Supplied text:
########################################

The building blocks of life are now stacked up before the Supreme Court, as justices consider whether scientists can patent an isolated human gene.
In a case that combines deep thoughts and dollars galore, justices must evaluate a Utah-based company’s patents on two human genes associated with cancer. The court’s eventual answer will clarify a key unanswered question in intellectual property protection. It also could mean gobs of money for researchers, and it could definitely make history.
“This is the first lawsuit brought in the United States challenging the patenting of a human gene,” noted American Civil Liberties Union attorney Sandra Park.
The ACLU is representing an alliance of scientists and others opposed to the human gene patents issued to a company called Myriad Genetics.
Underscoring the high stakes, the case being heard Monday has attracted close attention from many religious, legal and scientific interests. Conservative church leaders with the Southern Baptist Convention oppose the patenting of a human gene; so, for different reasons, does the American Medical Association.

########################################

Exercise tasks:
**1)** From the gene patent article, duplicate the passage from "In a case that" to "attorney Sandra Park.".
**2)** Answer these questions using the gene patent article:
(a) In which state is the company whose gene patents the justices must evaluate based?
(b) Which organization is representing the alliance opposed to the patents issued to Myriad Genetics?
(c) Which medical organization opposes the patenting of a human gene?

########################################

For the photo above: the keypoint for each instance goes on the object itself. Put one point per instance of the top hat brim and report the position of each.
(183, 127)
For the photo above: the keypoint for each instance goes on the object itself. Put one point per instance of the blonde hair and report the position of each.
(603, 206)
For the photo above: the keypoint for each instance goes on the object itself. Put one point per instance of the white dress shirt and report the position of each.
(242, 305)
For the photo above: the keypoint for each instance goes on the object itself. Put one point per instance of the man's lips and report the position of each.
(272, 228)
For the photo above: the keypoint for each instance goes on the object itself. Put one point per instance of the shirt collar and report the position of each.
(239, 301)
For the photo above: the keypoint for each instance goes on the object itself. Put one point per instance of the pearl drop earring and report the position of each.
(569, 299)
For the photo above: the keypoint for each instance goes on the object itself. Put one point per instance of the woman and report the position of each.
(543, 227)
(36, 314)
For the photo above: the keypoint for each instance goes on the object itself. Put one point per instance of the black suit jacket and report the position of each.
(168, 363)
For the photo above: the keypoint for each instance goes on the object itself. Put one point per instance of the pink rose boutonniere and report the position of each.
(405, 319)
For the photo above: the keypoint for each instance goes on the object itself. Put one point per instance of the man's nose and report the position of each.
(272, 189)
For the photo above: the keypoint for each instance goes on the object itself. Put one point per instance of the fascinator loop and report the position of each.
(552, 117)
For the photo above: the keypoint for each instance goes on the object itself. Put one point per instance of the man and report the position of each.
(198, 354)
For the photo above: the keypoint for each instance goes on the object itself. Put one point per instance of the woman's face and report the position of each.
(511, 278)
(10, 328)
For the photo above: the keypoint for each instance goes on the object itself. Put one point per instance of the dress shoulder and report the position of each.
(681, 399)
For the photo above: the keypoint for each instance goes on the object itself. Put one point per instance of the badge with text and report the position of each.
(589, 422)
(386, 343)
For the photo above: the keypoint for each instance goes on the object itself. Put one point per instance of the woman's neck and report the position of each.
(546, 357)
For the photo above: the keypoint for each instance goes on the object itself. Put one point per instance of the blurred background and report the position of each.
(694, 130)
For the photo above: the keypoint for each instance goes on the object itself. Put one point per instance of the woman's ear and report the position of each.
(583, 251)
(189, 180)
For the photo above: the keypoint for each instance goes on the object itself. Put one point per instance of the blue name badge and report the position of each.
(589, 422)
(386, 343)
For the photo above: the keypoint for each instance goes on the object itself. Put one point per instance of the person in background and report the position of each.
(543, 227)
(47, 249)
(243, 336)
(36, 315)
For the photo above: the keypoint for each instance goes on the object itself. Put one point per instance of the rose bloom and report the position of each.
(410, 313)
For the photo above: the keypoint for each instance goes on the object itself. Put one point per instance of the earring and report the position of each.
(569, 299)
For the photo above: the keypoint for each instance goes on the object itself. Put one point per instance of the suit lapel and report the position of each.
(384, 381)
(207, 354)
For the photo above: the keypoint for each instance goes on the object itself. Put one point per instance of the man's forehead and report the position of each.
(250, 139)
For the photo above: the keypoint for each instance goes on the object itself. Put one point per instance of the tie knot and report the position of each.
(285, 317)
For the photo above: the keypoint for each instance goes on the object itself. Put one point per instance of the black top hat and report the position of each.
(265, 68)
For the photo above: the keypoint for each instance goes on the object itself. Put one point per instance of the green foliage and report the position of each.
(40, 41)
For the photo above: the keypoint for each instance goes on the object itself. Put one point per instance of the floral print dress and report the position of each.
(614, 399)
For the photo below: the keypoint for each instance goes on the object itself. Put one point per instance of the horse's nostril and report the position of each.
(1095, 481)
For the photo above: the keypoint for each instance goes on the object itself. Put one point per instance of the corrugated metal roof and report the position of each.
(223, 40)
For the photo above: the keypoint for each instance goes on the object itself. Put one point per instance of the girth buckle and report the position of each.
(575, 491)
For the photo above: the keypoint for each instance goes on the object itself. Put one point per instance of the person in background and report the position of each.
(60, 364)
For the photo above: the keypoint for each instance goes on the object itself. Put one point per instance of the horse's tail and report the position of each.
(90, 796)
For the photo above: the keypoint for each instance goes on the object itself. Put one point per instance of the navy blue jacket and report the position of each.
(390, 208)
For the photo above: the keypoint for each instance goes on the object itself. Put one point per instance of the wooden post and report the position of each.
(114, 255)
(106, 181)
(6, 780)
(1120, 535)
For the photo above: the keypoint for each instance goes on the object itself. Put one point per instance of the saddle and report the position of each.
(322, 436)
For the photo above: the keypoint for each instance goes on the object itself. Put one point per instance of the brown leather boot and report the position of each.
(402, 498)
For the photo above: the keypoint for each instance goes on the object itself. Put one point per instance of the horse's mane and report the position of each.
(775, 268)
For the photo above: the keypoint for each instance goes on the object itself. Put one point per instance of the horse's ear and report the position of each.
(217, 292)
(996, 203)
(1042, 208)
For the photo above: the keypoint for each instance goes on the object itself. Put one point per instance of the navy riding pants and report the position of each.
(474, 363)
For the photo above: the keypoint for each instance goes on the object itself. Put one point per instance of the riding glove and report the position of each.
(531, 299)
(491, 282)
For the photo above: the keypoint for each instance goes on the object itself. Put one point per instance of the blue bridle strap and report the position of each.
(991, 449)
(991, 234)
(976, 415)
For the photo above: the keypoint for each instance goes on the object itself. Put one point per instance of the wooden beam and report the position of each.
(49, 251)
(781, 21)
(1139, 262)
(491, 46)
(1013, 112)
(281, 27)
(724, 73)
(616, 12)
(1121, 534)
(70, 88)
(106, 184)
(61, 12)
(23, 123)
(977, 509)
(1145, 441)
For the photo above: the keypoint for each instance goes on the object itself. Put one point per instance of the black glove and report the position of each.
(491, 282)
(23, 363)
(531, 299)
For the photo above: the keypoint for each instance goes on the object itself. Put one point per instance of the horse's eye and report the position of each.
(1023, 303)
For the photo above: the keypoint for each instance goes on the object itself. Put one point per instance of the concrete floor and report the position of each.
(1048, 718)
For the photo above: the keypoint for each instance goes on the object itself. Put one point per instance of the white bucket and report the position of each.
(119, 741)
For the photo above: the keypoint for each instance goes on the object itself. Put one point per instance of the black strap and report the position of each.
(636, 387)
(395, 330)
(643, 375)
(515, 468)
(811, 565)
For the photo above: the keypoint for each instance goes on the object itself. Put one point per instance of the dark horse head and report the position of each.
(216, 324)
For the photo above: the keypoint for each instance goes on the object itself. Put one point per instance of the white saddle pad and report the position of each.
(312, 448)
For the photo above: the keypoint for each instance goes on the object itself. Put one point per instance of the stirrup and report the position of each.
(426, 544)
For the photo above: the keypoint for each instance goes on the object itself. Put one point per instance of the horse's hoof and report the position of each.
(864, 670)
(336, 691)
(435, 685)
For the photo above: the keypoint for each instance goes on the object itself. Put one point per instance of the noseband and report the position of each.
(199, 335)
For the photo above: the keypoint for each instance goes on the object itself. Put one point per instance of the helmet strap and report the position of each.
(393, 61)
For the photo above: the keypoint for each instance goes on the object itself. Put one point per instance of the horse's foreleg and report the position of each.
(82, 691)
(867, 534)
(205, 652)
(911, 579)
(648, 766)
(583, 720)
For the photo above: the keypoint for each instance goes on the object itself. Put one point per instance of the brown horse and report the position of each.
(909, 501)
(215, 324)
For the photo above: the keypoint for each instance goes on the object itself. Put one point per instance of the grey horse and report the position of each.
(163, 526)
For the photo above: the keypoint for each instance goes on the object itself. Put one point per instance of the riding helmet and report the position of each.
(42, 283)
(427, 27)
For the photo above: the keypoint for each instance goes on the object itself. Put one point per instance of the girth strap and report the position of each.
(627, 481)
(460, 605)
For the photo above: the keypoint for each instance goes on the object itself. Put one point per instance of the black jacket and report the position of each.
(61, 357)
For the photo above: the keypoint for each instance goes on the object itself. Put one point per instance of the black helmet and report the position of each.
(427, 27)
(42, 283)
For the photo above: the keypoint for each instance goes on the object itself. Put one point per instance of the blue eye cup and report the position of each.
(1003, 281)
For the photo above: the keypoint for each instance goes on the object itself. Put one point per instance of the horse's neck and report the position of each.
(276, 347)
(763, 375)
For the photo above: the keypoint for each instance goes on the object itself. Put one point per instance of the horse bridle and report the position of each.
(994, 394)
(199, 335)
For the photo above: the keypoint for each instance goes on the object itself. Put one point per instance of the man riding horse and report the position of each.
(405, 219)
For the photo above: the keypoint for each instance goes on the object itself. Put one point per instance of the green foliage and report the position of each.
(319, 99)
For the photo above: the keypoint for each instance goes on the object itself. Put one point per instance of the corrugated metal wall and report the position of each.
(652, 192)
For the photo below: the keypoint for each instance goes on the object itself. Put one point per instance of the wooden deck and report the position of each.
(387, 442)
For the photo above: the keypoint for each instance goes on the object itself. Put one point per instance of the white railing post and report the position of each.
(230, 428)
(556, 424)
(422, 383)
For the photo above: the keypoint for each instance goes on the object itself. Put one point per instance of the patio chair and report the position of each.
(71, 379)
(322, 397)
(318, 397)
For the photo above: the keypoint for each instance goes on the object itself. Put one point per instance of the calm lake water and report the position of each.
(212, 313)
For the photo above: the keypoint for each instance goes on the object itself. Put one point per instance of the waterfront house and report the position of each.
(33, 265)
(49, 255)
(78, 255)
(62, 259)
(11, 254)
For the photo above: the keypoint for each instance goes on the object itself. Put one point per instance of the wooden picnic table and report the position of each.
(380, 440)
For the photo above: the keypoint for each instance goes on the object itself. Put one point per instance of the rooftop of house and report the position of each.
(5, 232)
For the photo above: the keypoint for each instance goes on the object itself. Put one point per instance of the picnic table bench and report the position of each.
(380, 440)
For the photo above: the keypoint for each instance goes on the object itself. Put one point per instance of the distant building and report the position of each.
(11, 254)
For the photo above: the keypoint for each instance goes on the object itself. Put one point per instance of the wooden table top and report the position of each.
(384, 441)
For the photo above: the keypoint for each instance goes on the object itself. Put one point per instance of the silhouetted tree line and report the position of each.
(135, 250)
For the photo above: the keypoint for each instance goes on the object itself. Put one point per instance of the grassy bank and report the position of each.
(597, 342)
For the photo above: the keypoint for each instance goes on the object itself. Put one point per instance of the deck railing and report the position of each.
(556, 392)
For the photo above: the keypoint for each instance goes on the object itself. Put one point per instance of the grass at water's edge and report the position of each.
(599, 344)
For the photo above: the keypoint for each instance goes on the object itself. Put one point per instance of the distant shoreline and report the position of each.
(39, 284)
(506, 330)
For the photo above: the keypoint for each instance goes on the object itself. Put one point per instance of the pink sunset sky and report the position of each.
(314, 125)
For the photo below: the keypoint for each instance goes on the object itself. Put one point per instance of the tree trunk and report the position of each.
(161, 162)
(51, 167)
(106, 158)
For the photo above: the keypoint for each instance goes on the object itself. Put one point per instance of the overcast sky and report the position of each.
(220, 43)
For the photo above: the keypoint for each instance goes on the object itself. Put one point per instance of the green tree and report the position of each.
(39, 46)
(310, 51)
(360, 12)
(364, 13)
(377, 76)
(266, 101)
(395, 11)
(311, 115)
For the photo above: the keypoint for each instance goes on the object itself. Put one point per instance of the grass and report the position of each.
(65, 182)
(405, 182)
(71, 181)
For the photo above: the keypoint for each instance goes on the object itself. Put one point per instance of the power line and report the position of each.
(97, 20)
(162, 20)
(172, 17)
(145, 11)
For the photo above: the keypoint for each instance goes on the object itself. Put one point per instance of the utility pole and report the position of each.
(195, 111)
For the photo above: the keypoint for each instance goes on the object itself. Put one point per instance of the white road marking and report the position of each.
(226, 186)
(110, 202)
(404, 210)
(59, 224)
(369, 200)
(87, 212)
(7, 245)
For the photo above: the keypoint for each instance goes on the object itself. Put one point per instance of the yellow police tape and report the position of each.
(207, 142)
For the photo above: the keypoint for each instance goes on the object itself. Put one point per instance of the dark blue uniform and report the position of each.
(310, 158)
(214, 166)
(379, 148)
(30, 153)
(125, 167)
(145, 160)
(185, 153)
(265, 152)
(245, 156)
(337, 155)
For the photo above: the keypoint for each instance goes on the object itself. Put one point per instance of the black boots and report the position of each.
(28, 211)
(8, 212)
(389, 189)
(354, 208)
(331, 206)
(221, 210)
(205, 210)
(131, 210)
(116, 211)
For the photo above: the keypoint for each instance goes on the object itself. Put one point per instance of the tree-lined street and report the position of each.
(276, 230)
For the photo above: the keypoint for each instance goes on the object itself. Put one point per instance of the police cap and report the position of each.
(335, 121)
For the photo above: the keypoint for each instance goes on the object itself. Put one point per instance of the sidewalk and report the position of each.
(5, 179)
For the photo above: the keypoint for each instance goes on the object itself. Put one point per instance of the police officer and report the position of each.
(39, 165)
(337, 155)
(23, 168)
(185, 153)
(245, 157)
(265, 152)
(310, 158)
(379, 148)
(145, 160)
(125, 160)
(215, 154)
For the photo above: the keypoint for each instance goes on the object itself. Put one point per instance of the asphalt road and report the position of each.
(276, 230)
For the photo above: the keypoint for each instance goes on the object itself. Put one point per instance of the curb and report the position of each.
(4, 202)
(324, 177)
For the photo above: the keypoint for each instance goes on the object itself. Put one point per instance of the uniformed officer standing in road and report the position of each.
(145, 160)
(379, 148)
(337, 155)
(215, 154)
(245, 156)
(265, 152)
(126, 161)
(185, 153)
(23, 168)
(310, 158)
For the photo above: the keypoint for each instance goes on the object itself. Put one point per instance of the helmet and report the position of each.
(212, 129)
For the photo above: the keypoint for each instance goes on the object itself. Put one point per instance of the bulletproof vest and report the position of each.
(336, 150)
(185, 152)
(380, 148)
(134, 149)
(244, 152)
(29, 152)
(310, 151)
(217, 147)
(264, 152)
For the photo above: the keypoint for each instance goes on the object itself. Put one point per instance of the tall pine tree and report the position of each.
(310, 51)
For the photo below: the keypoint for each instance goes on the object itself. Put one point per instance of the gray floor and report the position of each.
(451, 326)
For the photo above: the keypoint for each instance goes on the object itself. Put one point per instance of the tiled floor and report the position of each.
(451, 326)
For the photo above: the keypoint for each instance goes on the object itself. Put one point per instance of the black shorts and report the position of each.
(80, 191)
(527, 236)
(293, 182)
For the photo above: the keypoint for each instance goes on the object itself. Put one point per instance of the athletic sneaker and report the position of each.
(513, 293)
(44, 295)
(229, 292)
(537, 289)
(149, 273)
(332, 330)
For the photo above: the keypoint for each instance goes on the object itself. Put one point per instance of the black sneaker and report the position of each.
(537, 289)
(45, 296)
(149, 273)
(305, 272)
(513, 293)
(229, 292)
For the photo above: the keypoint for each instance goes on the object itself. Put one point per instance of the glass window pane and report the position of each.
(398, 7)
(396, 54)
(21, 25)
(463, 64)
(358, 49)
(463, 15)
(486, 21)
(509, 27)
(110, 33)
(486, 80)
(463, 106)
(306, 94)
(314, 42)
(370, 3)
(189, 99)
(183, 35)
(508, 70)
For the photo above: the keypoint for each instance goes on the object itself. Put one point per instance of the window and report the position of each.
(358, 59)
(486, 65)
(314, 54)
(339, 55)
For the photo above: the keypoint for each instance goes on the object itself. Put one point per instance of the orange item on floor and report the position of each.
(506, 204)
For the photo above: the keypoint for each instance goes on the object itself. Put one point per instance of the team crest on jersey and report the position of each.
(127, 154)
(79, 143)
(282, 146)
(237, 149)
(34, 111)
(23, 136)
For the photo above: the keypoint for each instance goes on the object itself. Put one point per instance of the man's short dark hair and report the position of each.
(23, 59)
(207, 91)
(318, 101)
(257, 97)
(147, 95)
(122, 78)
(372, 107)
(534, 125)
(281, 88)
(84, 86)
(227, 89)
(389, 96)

########################################

Your responses:
**1)**
In a case that combines deep thoughts and dollars galore, justices must evaluate a Utah-based company’s patents on two human genes associated with cancer. The court’s eventual answer will clarify a key unanswered question in intellectual property protection. It also could mean gobs of money for researchers, and it could definitely make history.
“This is the first lawsuit brought in the United States challenging the patenting of a human gene,” noted American Civil Liberties Union attorney Sandra Park.

**2)**
(a) Utah
(b) The American Civil Liberties Union (ACLU)
(c) The American Medical Association